** Document segment **
*** Block opens ***
ASH ’25 Report from Dr. Wolfgang Miesbach: Perioperative Bleeding Management: What 1,030+ U.S. Anesthesiologists Think About Current Challenges
50.6% practiced primarily at academic medical centers, while 42.3% worked in community hospitals, with additional representation from military/VA hospitals (3.7%). Nearly half (48.4%) worked at Level I trauma centers.
The Progress…

  • Prothrombin complex concentrates (PCCs) have become the dominant choice for managing anticoagulated patients in emergency settings. For warfarin reversal, 4-factor PCCs jumped from 30% adoption in 2019 to 55.4% in 2023. Similarly, PCCs are now chosen by 76.9% of clinicians for DOAC reversal before emergency surgery, up from 44% just four years earlier.
  • Fresh frozen plasma (FFP)—once the default choice—has dramatically declined in use from 75% to just 38.3% for warfarin reversal, replaced by more targeted, efficient interventions.

The Challenges That Remain…

  • Access & Approval Remain Fragmented: Despite clear guidelines, 19.3% of respondents lack access to PCCs entirely, while 18.9% face approval requirements that could delay life-saving interventions. ​
    Inconsistent Institutional Protocols: For DOAC management, only 33.8% of clinicians have formal institutional protocols in place, while 44% didn’t even know if their hospital had one.
  • Resource Limitations for Advanced Testing: Just 36.2% of hospitals can access drug-specific anti-FXa level testing for apixaban or rivaroxaban—essential data for informed decision-making in urgent scenarios.
  • The DOAC Reversal Agent Gap: While specific DOAC reversal agents exist—idarucizumab for dabigatran and andexanet alfa for apixaban/rivaroxaban—the survey revealed a notable limitation: their usage patterns weren’t assessed. However, the recent ANNEXA-I trial showed that 85.5% of patients in the standard care group received PCCs, highlighting their continued prominence despite available specific antidotes.
  • Fibrinogen Concentrate: While fibrinogen concentrate (FIBRYGA®) recently received FDA approval for acquired fibrinogen deficiency based on the FIBRES trial demonstrating non-inferiority to cryoprecipitate, uptake remains remarkably low at just 5.5%, with cryoprecipitate dominating at 65.9%.
  • Massive Transfusion Protocols (MTPs): While 92.9% of respondents reported having an MTP at their hospital, there’s striking heterogeneity in fibrinogen replacement strategies: 44.3% use cryoprecipitate exclusively, 24.5% use either product based on availability, but 26.3% don’t include fibrinogen replacement at all in their protocols.
  • For severe acquired factor deficiencies during cardiac surgery (60.0%), liver surgery (66.9%), and postpartum hemorrhage (71.3%), FFP remains the first-line choice—despite its limitations, including volume overload and delayed onset.
*** Block closes ***
** Work to be completed **
Duplicate the part of the bleeding-management report starting with "The Challenges That" and going on through "hospital had one.". Rely on the bleeding-management report alone, with no outside sources.

(Data records)
*** Block opens ***
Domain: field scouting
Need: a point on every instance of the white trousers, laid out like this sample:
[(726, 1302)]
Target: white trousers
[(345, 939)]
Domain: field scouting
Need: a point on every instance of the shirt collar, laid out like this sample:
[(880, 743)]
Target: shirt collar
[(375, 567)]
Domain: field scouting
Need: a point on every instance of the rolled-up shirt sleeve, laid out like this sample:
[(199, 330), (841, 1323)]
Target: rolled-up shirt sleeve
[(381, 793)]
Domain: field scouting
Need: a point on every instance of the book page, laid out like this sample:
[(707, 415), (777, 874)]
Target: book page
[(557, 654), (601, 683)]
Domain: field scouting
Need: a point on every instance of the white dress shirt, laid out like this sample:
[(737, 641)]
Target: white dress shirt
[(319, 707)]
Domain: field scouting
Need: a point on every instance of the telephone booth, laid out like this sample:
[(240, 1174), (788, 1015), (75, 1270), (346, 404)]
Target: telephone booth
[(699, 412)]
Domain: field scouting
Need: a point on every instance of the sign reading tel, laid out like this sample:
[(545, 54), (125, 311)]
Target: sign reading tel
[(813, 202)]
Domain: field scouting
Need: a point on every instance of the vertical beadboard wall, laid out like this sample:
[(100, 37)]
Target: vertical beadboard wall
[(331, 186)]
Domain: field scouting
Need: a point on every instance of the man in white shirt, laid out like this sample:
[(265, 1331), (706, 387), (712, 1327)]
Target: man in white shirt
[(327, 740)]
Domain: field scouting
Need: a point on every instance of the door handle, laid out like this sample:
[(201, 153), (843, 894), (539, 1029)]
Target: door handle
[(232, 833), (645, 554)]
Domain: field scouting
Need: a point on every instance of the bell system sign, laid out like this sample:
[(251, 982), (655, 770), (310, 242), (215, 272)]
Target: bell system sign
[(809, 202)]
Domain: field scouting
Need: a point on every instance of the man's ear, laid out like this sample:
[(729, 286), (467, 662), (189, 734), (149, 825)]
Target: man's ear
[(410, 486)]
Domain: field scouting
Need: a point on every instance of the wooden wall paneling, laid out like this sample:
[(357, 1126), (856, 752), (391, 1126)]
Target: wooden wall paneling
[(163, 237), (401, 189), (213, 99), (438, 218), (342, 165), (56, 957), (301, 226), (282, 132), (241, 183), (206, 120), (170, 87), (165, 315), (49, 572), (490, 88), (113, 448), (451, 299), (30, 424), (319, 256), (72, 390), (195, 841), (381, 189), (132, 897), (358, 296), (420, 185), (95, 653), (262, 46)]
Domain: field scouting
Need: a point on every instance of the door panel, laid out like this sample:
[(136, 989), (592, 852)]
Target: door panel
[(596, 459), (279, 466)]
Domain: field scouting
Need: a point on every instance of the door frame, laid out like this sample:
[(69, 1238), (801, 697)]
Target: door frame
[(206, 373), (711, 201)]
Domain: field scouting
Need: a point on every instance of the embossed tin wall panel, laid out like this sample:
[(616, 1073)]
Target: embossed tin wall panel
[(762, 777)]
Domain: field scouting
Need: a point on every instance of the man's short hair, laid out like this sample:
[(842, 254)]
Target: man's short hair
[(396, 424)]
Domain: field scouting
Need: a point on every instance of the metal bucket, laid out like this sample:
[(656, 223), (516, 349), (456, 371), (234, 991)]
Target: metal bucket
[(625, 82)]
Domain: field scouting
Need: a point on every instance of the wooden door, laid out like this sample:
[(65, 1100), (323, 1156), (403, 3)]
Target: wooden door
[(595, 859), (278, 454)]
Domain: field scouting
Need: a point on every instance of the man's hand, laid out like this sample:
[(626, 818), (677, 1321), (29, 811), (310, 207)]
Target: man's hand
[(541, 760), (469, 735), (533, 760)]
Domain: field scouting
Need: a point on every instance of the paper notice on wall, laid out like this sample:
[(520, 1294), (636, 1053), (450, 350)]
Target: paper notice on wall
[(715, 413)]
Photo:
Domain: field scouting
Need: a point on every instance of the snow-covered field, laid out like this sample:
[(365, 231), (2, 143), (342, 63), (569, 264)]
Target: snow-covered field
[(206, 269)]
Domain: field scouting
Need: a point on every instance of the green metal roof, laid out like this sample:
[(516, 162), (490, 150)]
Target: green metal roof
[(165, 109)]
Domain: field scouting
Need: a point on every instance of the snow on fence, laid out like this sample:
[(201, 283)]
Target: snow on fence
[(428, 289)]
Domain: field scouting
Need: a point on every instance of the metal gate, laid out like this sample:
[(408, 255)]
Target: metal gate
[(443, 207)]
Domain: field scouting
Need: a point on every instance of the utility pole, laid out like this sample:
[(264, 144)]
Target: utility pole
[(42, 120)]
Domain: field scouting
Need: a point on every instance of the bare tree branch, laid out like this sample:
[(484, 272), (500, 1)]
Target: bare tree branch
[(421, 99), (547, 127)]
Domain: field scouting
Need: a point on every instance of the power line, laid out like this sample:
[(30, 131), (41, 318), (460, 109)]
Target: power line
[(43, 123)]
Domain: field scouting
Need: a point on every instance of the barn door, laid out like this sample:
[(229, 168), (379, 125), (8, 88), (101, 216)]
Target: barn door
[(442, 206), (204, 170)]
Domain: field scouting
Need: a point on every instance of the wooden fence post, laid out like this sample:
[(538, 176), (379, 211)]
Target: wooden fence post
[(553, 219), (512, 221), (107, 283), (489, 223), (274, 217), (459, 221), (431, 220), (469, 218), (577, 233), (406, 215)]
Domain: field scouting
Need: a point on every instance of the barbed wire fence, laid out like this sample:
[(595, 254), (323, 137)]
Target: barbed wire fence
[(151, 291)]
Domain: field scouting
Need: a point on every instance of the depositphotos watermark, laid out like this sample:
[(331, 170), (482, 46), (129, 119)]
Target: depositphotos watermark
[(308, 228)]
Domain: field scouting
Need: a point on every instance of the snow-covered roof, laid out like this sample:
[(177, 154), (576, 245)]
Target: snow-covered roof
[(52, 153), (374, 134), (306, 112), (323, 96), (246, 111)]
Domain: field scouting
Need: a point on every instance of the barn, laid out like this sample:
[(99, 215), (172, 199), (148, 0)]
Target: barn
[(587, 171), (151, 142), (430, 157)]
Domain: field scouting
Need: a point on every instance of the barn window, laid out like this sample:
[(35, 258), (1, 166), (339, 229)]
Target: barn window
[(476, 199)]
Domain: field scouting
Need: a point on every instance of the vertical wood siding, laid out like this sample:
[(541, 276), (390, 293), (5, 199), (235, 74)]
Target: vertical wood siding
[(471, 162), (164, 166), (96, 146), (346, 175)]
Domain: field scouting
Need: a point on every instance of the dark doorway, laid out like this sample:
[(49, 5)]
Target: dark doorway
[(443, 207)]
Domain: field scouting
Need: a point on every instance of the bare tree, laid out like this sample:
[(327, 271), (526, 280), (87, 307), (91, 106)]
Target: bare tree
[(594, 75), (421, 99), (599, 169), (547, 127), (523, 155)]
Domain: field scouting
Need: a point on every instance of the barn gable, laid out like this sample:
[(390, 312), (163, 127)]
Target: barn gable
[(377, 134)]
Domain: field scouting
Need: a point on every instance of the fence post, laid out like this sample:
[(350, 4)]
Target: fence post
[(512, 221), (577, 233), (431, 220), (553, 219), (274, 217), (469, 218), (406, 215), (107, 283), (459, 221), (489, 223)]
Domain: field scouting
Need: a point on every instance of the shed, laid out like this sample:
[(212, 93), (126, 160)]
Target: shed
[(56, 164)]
*** Block closes ***
*** Block opens ***
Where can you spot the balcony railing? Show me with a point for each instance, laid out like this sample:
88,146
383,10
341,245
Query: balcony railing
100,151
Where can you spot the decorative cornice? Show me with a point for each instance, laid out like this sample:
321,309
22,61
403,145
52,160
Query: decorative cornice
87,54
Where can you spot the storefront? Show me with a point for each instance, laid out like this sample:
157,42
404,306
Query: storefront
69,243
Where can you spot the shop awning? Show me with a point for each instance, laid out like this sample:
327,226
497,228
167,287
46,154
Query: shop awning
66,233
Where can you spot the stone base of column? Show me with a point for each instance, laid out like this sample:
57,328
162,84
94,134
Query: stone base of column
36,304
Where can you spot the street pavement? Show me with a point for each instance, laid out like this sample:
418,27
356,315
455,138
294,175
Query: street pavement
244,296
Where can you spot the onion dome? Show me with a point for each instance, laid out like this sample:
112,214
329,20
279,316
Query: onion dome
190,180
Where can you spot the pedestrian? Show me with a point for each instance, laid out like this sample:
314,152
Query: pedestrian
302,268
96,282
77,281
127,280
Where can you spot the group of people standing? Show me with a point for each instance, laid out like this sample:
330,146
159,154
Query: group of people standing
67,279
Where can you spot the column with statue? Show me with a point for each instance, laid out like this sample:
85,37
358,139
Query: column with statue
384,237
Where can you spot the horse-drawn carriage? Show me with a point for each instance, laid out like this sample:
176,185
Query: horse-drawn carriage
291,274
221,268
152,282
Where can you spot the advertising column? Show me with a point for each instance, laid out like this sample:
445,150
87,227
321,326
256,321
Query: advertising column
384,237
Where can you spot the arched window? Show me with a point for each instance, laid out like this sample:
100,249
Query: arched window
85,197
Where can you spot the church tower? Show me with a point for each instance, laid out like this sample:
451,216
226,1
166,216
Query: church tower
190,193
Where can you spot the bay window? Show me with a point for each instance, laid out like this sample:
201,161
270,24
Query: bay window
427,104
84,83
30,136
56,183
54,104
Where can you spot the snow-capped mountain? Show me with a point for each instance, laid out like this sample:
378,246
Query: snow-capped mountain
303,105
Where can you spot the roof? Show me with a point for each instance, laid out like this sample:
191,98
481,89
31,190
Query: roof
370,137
*** Block closes ***
** Your solution **
The Challenges That Remain…

  • Access & Approval Remain Fragmented: Despite clear guidelines, 19.3% of respondents lack access to PCCs entirely, while 18.9% face approval requirements that could delay life-saving interventions. ​
    Inconsistent Institutional Protocols: For DOAC management, only 33.8% of clinicians have formal institutional protocols in place, while 44% didn’t even know if their hospital had one.